What needs to be done -
Keeping every word and mark, copy all of the data.

Entries taken from a collection
━━━━━━━━━━
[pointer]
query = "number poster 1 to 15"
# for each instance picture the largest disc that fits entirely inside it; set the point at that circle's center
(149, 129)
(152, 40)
━━━━━━━━━━
Response to this task -
[pointer]
query = "number poster 1 to 15"
# for each instance picture the largest disc that fits entirely inside it; set the point at that circle's center
(149, 129)
(152, 40)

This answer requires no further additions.